**Supplied passage:**
Lode Vranken has been practicing architecture internationally since 1993. IN 1993, he received his masters in a UN Course on Human Settlements + Architectural Philosophy. He has been teaching since 2005 as a Ned delegate at The Institute for Advanced Architecture of Catalonia, Barcelona, Spain and from 1993-94 a the Asian Institute for Technology in Bangkok, Thailand.Lode co-founded DeBouwerij architects in Belgium, known for their research on socially tuned creative building processes. He also started a research coalition, that focuses on social living structures for Passive Houses, Cradle 2 Cradle Buildings and Zero Energy Constructions. Lode Vranken’s research is focused on new concepts for small, self-sufficient living units; folding buildings, kinetic structures, rolling shelters all with zero carbon dioxide emission. Lode has been collaborating with San Francisco based art collective, Futurefarmers since 2005.
Marthe Van Dessel lives and works in Antwerp. She graduated Political and Social Sciences at the University of Antwerp (1998) and Graphic Design (2002) in St-Lukas. She was a researcher at the Jan Van Eyck Academy in Maastricht in 2005, a UNIDEE resident in 2007 and has been a guest lecturer at St-Lukas in Antwerp, the Royal Academy of Ghent and the Higher Institute of Fine Art. In 1998, Marthe initiated bolwerK, a non-exclusive temporal constellation which curates, mediates, facilitates and appropriates local and international projects, abducting thought and reflection on relevant issues. Together with bolwerK, she hacks, cuts and pastes; shares, engages, transforms and nestles in urban and institutional hardware. Social environments are created, not for streamlining ideas, but in order to formulate shared/common questions and hence feed a sense of communality.
Stijn Schiffeleers was born in Belgium where he studied at the Royal Academy and the University of Ghent. Currently he lives and works in San Francisco, USA. In 2000, he co-founded the Belgian art collective Boutique Vizique, which after ten years turned into a non-profit organization in support of the media arts. As an artist he has presented his media and technology based work at various locations in Europe, North-America and Australia. Between 2004 and 2009 he was part of Free Soil, an international hybrid collaboration of artists, activists, researchers and gardeners. Since 2003 he has been part of Futurefarmers. As an independent contractor he has been producing media within the cultural sector since 2000 and in 2009 he became an employee at the Oakland Museum of California. Here he worked as a digital media specialist for their art galleries renovation project and later as a new media producer for an Irvine grant funded initiative called the Oakland Standard. Besides that he has independently been curating small media projects, including one in collaboration with the Berkeley Center for New Media.

Point labeling samples
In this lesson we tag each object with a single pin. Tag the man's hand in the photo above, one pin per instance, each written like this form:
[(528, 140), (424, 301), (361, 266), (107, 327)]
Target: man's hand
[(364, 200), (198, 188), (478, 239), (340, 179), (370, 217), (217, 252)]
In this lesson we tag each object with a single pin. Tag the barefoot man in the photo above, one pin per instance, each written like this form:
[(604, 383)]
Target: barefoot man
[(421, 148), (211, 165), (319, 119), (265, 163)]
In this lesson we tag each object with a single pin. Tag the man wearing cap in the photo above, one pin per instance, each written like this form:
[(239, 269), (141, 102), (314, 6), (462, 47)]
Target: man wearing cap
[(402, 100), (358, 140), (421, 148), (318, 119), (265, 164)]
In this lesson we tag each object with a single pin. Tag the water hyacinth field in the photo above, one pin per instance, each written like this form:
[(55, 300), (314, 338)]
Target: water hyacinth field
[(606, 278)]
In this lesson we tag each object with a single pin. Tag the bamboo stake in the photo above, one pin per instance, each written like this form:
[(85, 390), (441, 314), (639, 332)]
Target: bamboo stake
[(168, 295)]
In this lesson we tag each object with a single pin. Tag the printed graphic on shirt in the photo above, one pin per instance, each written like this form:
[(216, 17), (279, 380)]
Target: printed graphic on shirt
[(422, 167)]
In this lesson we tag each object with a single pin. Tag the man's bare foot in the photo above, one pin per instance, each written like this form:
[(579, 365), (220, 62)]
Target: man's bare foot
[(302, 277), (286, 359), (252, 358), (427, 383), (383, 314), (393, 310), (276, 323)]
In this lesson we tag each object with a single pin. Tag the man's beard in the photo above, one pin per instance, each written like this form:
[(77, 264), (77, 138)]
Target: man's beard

**Short problem:** Reproduce the biographies word for word, everything from "Marthe Van Dessel" down to "sense of communality.". The lines have nothing to do with the biographies.

**Solution for this task:**
Marthe Van Dessel lives and works in Antwerp. She graduated Political and Social Sciences at the University of Antwerp (1998) and Graphic Design (2002) in St-Lukas. She was a researcher at the Jan Van Eyck Academy in Maastricht in 2005, a UNIDEE resident in 2007 and has been a guest lecturer at St-Lukas in Antwerp, the Royal Academy of Ghent and the Higher Institute of Fine Art. In 1998, Marthe initiated bolwerK, a non-exclusive temporal constellation which curates, mediates, facilitates and appropriates local and international projects, abducting thought and reflection on relevant issues. Together with bolwerK, she hacks, cuts and pastes; shares, engages, transforms and nestles in urban and institutional hardware. Social environments are created, not for streamlining ideas, but in order to formulate shared/common questions and hence feed a sense of communality.